Task A: In the entries, from the line with "task | one point per instance, each pair like [441, 671]" up to and including the final line of the entries, swap "eyeglasses" for "spectacles" and give those lines back with nothing else changed. Omit the pictures.

Document extract:
'''

1) Why isn't this well known?
2)I assume if Richard Dawkins uses it then it must be legitimate. Why don't atheists use it to help refute the fundamentalist argument that the U.S. is a Christian country? I
3) If I were to use it to help me shut up my fundy friends on Facebook who constantly spam my page about how the U.S. is a Christian country and we all must return to god or god will punish us (blah, blah, blah) is there any hidden thing I need to know about it?

Finally what do you think about paragraph 5 of this: http://www.stephenjaygould.org/ctrl/buck...ipoli.html

I do love Richard Dawkins and thank him and you for posting the US Treaty with Tripoli.

The Marines song also came from this, but yes I've known it and have on many occasions on other forums used the document as well as quotes from (our forefathers) that this is not a christian nation, and has not been set up to be so.

'''

Rows:
'''

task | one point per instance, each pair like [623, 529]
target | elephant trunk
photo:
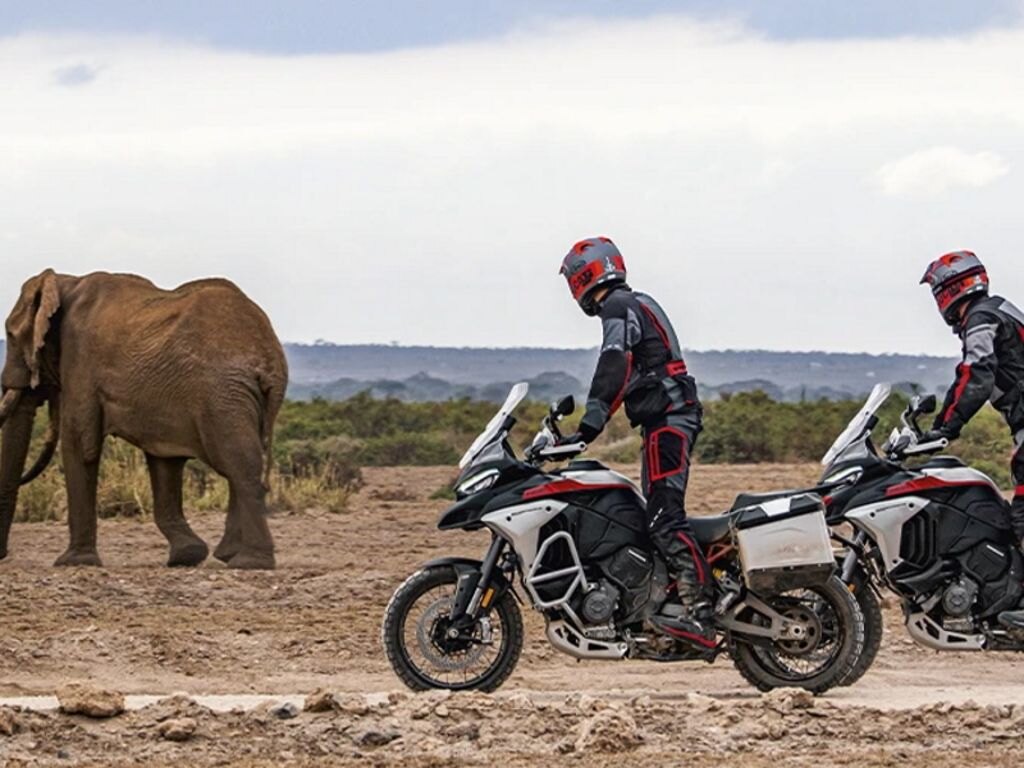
[17, 420]
[50, 446]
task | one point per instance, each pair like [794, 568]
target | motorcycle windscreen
[494, 428]
[859, 423]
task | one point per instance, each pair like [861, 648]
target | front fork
[474, 590]
[849, 565]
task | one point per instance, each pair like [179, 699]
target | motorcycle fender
[467, 568]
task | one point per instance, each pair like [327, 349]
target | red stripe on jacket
[958, 392]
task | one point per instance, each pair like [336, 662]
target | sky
[777, 174]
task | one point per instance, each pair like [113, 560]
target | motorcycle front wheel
[422, 654]
[829, 645]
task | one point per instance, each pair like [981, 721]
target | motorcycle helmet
[590, 264]
[953, 278]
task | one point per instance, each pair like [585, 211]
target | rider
[992, 334]
[641, 365]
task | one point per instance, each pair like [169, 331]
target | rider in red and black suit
[641, 366]
[992, 370]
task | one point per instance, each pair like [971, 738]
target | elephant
[193, 373]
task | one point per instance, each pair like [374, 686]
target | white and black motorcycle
[934, 531]
[574, 540]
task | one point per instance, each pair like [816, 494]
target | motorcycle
[936, 535]
[574, 540]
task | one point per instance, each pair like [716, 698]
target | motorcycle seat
[751, 500]
[711, 528]
[943, 462]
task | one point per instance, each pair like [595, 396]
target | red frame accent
[654, 472]
[568, 486]
[718, 551]
[962, 382]
[929, 483]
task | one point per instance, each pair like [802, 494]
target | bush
[413, 449]
[321, 446]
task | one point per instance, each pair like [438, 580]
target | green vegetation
[321, 446]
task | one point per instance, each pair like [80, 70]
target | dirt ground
[137, 628]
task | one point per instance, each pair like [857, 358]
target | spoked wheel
[427, 650]
[871, 609]
[820, 651]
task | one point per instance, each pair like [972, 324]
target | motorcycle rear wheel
[421, 654]
[839, 645]
[871, 610]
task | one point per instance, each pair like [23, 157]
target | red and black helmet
[953, 278]
[590, 264]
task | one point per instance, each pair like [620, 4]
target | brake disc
[426, 628]
[804, 633]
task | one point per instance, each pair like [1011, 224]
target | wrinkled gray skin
[196, 373]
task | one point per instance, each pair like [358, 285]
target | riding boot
[692, 619]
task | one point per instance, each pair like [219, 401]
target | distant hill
[337, 372]
[439, 373]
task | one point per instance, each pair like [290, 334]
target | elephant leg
[230, 543]
[185, 548]
[81, 476]
[256, 551]
[233, 449]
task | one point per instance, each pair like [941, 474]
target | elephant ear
[33, 316]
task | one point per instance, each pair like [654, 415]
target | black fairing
[513, 478]
[963, 531]
[972, 539]
[609, 529]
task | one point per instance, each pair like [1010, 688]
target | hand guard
[934, 435]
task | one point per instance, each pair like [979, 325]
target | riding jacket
[992, 336]
[640, 364]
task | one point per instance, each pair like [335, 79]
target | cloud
[74, 76]
[427, 196]
[931, 172]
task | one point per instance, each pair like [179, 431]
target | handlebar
[546, 444]
[906, 443]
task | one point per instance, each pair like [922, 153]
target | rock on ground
[608, 730]
[8, 722]
[178, 729]
[82, 698]
[320, 700]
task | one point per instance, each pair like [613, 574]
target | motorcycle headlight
[477, 482]
[849, 475]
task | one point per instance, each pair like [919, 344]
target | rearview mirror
[564, 407]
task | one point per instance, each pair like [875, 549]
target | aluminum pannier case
[783, 544]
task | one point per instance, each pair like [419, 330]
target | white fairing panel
[520, 525]
[859, 423]
[516, 395]
[962, 476]
[601, 477]
[884, 522]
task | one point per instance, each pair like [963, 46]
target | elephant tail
[273, 398]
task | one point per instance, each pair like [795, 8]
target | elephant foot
[79, 557]
[252, 560]
[188, 555]
[225, 551]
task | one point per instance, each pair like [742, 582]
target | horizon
[416, 173]
[392, 345]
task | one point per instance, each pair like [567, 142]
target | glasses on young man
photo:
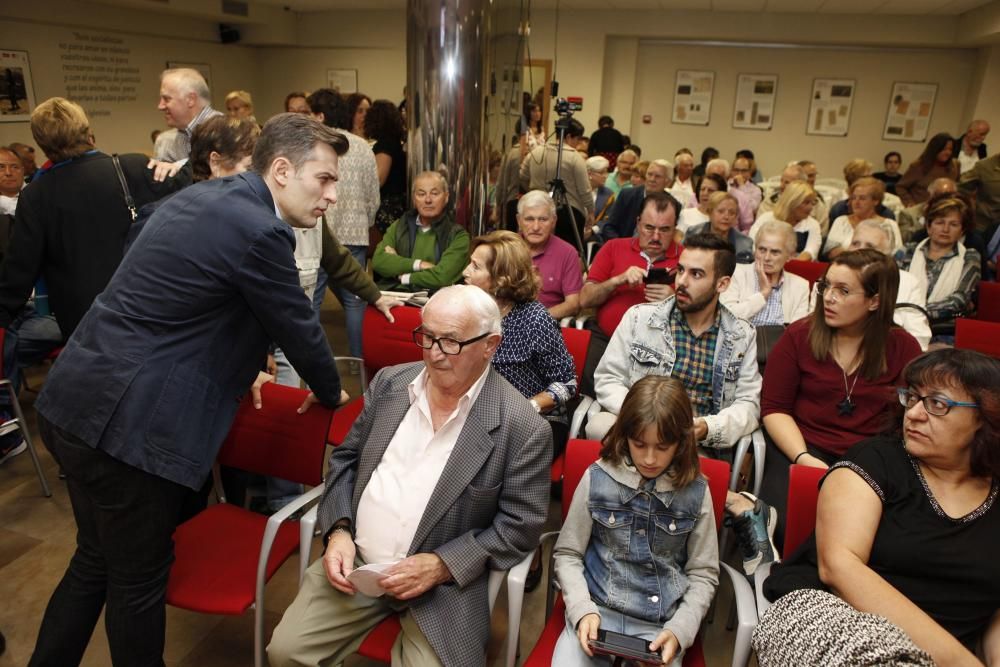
[446, 345]
[938, 406]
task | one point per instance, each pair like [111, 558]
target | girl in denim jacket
[638, 553]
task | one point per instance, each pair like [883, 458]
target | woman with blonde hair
[532, 355]
[795, 206]
[239, 106]
[723, 217]
[864, 196]
[946, 269]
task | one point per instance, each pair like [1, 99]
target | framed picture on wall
[754, 107]
[344, 80]
[203, 68]
[830, 107]
[17, 95]
[693, 97]
[911, 106]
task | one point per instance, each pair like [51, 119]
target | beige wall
[120, 125]
[796, 69]
[598, 58]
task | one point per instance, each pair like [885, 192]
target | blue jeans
[569, 653]
[125, 522]
[354, 306]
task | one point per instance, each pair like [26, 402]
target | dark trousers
[774, 486]
[124, 550]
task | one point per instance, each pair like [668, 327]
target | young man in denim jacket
[694, 338]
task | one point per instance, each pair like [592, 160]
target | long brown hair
[661, 401]
[878, 275]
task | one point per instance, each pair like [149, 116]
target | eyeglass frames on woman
[446, 345]
[838, 294]
[938, 406]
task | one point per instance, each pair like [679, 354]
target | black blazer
[70, 227]
[154, 373]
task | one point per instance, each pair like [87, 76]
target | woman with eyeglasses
[831, 377]
[908, 524]
[946, 269]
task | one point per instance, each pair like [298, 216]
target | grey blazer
[486, 512]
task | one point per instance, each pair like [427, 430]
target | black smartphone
[660, 276]
[624, 646]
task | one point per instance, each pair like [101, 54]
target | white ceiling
[914, 7]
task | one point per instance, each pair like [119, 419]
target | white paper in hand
[366, 579]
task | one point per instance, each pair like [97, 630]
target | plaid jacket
[486, 512]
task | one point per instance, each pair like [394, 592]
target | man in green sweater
[424, 249]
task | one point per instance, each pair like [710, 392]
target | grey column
[447, 44]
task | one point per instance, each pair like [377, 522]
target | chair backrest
[276, 440]
[989, 301]
[577, 342]
[389, 343]
[978, 335]
[811, 271]
[581, 453]
[800, 517]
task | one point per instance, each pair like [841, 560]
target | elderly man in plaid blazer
[445, 475]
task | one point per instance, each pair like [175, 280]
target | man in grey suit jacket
[444, 474]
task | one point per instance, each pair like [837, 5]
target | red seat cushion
[378, 644]
[343, 419]
[216, 559]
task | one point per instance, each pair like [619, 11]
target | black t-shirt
[395, 184]
[950, 568]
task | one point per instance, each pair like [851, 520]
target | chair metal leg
[23, 425]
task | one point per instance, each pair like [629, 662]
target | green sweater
[447, 270]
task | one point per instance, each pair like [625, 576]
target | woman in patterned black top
[909, 528]
[532, 355]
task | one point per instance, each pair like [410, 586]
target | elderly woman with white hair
[763, 292]
[946, 269]
[557, 262]
[604, 197]
[794, 207]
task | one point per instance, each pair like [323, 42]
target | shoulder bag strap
[121, 179]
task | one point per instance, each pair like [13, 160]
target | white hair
[661, 162]
[537, 199]
[717, 162]
[884, 228]
[188, 80]
[598, 163]
[477, 302]
[781, 229]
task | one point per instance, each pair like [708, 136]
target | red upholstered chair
[989, 301]
[978, 335]
[579, 455]
[384, 344]
[17, 423]
[225, 554]
[811, 271]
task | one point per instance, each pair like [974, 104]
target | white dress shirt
[395, 498]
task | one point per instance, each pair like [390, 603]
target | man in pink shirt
[557, 261]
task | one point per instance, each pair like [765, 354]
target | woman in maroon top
[831, 378]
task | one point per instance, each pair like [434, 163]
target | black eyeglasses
[938, 406]
[446, 345]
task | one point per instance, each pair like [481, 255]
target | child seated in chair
[638, 553]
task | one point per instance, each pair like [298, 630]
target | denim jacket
[643, 345]
[639, 547]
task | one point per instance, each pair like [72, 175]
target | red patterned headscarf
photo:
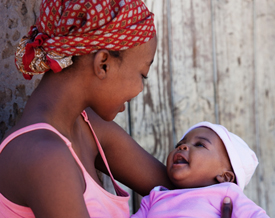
[67, 28]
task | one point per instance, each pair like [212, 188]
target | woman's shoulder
[35, 160]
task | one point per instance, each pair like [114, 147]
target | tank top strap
[119, 191]
[30, 128]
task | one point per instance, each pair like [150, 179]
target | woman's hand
[226, 208]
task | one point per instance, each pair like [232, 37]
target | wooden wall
[215, 61]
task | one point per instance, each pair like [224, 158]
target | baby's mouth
[180, 159]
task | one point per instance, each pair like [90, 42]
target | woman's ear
[227, 176]
[101, 63]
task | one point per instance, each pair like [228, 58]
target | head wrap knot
[66, 28]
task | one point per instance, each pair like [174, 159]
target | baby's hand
[226, 208]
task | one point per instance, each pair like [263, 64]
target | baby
[208, 163]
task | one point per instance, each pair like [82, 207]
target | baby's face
[197, 159]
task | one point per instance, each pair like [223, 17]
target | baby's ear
[227, 176]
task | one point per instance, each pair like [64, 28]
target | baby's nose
[183, 147]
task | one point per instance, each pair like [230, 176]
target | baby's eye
[199, 144]
[144, 77]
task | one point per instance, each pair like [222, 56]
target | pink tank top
[99, 202]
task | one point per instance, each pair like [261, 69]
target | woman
[95, 55]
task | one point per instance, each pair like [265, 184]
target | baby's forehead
[201, 131]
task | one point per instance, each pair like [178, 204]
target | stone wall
[16, 17]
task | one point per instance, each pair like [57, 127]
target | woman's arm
[44, 176]
[130, 163]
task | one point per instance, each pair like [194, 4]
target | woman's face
[125, 79]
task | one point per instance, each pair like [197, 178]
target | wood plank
[233, 22]
[265, 86]
[151, 115]
[192, 61]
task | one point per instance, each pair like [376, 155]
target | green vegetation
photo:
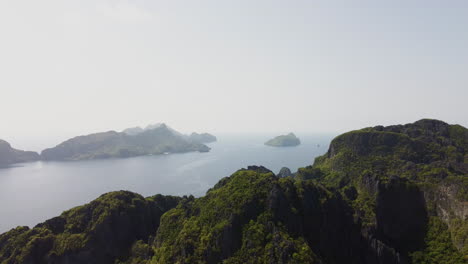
[158, 140]
[288, 140]
[9, 155]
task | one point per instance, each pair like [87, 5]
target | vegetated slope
[380, 195]
[113, 144]
[202, 138]
[9, 155]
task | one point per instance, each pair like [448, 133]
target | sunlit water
[33, 192]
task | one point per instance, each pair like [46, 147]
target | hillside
[132, 142]
[288, 140]
[9, 155]
[394, 194]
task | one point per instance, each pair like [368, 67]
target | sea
[31, 193]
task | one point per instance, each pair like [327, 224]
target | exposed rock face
[387, 195]
[288, 140]
[157, 140]
[9, 155]
[202, 138]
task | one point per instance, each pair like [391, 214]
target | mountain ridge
[393, 194]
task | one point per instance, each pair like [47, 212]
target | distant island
[388, 195]
[202, 138]
[288, 140]
[9, 155]
[153, 140]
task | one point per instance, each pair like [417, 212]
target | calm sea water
[33, 192]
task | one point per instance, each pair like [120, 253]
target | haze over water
[33, 192]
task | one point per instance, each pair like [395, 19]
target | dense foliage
[9, 155]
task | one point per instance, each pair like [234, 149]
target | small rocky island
[153, 140]
[288, 140]
[9, 155]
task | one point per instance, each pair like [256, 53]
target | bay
[33, 192]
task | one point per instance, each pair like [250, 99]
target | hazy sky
[76, 67]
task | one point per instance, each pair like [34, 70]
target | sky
[69, 68]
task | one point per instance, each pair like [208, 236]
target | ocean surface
[33, 192]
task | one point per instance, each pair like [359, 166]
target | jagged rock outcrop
[284, 172]
[202, 138]
[9, 155]
[102, 231]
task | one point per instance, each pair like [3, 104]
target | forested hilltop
[395, 194]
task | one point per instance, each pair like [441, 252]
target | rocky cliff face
[9, 155]
[202, 138]
[158, 140]
[383, 195]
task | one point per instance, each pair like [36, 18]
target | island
[389, 195]
[153, 140]
[202, 138]
[9, 155]
[288, 140]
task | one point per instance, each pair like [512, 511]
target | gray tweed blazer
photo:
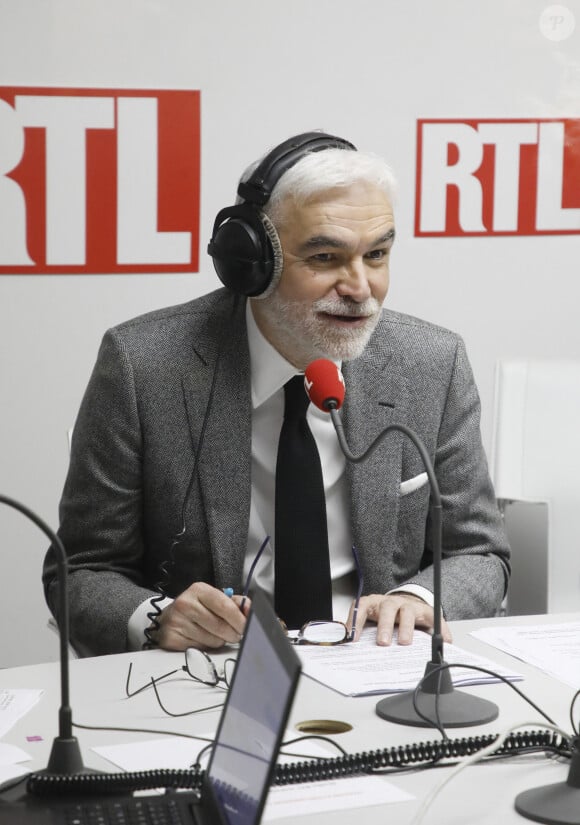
[131, 488]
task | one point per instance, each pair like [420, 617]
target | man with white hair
[173, 483]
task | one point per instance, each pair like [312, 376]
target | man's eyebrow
[327, 241]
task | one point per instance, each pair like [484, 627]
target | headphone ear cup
[242, 252]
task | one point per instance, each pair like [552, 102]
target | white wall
[266, 69]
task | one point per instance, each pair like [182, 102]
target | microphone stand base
[447, 710]
[557, 804]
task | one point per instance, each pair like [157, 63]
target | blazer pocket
[412, 484]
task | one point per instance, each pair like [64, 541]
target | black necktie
[303, 589]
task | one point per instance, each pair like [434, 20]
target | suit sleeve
[475, 566]
[101, 510]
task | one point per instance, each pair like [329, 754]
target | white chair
[535, 461]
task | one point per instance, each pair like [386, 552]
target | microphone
[65, 756]
[435, 702]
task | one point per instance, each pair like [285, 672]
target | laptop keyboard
[133, 811]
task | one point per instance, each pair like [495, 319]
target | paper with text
[365, 668]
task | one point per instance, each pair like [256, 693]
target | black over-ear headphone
[244, 245]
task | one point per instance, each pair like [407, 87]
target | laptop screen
[254, 719]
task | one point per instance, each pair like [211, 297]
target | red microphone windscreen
[323, 382]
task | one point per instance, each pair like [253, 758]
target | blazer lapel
[225, 460]
[376, 396]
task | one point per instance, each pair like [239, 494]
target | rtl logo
[498, 177]
[99, 180]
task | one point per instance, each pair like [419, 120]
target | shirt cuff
[139, 622]
[415, 590]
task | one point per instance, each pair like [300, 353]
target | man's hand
[402, 609]
[203, 617]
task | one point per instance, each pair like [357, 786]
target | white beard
[301, 336]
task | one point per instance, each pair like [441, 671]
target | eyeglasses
[317, 631]
[199, 666]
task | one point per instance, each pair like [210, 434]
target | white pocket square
[412, 484]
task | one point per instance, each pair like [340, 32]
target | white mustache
[347, 307]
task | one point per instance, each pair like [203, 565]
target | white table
[480, 795]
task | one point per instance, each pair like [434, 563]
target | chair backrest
[536, 457]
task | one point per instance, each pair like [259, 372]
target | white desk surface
[480, 795]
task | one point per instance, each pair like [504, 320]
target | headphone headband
[245, 247]
[259, 186]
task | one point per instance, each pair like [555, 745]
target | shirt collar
[269, 370]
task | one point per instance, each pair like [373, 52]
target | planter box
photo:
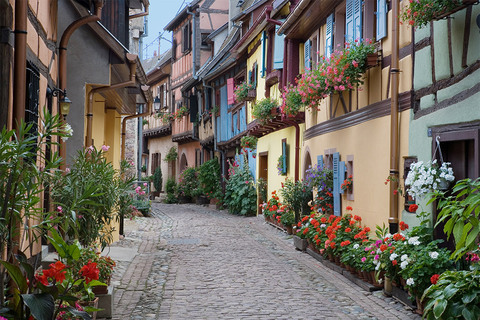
[465, 3]
[300, 244]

'''

Task B: Quote the forum post word for word from "The Marines song" up to and including "up to be so.".

Written response A:
task | one point per instance, each pair like [441, 671]
target | spectacles
[317, 631]
[199, 666]
task | one point per instance, each pair like [210, 434]
target | white pocket square
[412, 484]
task | one point per instance, each pair like [340, 32]
target | white mustache
[347, 307]
task | one point per instance, each pair like [203, 565]
target | white table
[480, 795]
task | one point per instance, each pair like [434, 563]
target | chair backrest
[536, 457]
task | one point per instance, each pair like [259, 372]
target | white desk surface
[480, 795]
task | one point per instance, each pair like [504, 320]
target | headphone headband
[245, 247]
[259, 186]
task | one point per instance, each pair like [555, 745]
target | shirt collar
[269, 370]
task | one point per instance, each pair like [373, 52]
target | planter box
photo:
[465, 3]
[300, 244]

Written response B:
The Marines song also came from this, but yes I've known it and have on many occasions on other forums used the document as well as quotes from (our forefathers) that this is not a christian nation, and has not been set up to be so.